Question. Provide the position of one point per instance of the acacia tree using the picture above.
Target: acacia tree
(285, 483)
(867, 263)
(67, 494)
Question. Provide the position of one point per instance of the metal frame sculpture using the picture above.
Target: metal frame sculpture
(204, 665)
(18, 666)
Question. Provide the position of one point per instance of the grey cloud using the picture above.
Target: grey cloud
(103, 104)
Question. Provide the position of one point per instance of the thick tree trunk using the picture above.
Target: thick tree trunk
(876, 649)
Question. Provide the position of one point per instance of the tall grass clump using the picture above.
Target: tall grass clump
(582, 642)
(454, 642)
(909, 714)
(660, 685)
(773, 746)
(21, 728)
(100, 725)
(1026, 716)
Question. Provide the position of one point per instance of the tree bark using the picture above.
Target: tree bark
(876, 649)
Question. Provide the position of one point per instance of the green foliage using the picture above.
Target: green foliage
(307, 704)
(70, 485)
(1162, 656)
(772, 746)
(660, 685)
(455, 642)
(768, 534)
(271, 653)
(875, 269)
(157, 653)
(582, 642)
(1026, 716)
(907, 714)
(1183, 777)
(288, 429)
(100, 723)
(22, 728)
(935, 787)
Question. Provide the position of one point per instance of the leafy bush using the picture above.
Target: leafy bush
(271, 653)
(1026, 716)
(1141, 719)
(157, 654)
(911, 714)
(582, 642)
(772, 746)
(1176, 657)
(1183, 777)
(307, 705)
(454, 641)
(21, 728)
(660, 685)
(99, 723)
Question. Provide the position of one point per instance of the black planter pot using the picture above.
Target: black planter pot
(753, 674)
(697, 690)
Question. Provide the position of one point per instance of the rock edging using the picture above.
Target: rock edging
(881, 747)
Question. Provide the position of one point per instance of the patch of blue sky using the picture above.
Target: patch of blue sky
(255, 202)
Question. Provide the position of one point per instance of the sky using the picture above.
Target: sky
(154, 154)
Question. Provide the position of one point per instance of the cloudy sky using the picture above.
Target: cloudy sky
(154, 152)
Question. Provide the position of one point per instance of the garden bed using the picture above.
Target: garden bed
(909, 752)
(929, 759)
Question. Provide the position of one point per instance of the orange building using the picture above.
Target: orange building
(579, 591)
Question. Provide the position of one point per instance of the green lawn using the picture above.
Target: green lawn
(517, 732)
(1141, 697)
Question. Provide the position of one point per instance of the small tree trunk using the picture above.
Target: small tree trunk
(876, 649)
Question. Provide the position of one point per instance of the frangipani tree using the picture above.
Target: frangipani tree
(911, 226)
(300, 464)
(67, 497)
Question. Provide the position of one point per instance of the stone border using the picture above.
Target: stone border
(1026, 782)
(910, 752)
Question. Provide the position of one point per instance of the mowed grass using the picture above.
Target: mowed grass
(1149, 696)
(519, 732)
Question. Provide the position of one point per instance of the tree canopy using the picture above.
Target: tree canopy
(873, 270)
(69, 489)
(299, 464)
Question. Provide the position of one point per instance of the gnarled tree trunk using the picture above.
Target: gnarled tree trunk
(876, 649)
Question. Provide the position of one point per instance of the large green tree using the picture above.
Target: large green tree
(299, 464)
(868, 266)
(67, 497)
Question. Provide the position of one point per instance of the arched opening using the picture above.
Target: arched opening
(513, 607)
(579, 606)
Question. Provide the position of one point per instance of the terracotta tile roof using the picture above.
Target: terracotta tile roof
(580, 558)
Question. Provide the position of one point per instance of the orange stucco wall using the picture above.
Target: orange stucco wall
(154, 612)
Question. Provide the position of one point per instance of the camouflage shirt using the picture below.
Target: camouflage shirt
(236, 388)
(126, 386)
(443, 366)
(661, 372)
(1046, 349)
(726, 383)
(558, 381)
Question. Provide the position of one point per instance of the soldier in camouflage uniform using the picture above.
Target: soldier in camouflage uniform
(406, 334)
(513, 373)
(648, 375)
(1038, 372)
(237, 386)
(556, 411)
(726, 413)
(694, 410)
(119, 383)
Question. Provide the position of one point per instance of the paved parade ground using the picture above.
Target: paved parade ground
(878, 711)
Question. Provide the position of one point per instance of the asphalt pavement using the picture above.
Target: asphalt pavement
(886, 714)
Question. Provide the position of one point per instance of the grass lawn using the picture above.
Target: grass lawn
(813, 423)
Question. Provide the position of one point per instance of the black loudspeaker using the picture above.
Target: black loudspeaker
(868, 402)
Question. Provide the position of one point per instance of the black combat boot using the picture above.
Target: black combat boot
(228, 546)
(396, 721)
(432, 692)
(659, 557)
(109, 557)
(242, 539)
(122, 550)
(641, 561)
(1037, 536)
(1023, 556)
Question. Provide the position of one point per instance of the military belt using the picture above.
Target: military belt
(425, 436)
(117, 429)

────────────────────────────────────────

__What to work on__: Convert the section of the listing that starts with the line containing "roof using the picture above." and continues to the end of the listing into a JSON list of strings, one string per line, leaving out any blank lines.

__Written response__:
[
  "Question. Provide the position of one point per instance of the terracotta tile roof using the picture above.",
  "Target: terracotta tile roof",
  "(580, 558)",
  "Question. Provide the position of one point per instance of the orange stucco wall using the picture above.",
  "Target: orange stucco wall",
  "(154, 612)",
  "Question. Provide the position of one point per instance of the camouflage shirt using the picture below.",
  "Target: camouflage shirt",
  "(236, 388)",
  "(126, 386)",
  "(443, 366)",
  "(661, 372)",
  "(1046, 349)",
  "(726, 383)",
  "(558, 381)",
  "Question. Provide the position of one point per instance of the soldier in camouflage uniform using the picture above.",
  "Target: soldier in camouflage uniform",
  "(406, 334)",
  "(513, 373)",
  "(648, 375)",
  "(1038, 372)",
  "(237, 386)",
  "(556, 411)",
  "(726, 413)",
  "(694, 410)",
  "(119, 383)",
  "Question. Provide the position of one point per instance of the paved parade ground using the picture above.",
  "Target: paved parade ground",
  "(878, 711)",
  "Question. Provide the position of one point per instance of the asphalt pavement using the picture above.",
  "Target: asphalt pavement",
  "(886, 714)",
  "Question. Provide the position of one point per instance of the grass lawn using the picture above.",
  "Target: grass lawn",
  "(813, 423)",
  "Question. Provide the position of one point per instance of the black loudspeaker using the picture above.",
  "Target: black loudspeaker",
  "(868, 402)",
  "Question. Provide the position of one point per instance of the black combat boot using the picture above.",
  "Target: black combat boot",
  "(228, 546)",
  "(396, 721)",
  "(432, 692)",
  "(659, 557)",
  "(109, 557)",
  "(242, 539)",
  "(122, 550)",
  "(641, 561)",
  "(1037, 536)",
  "(1023, 556)",
  "Question. Provide the position of one point per instance of the military belt using the picture above.",
  "Target: military belt",
  "(425, 436)",
  "(117, 429)"
]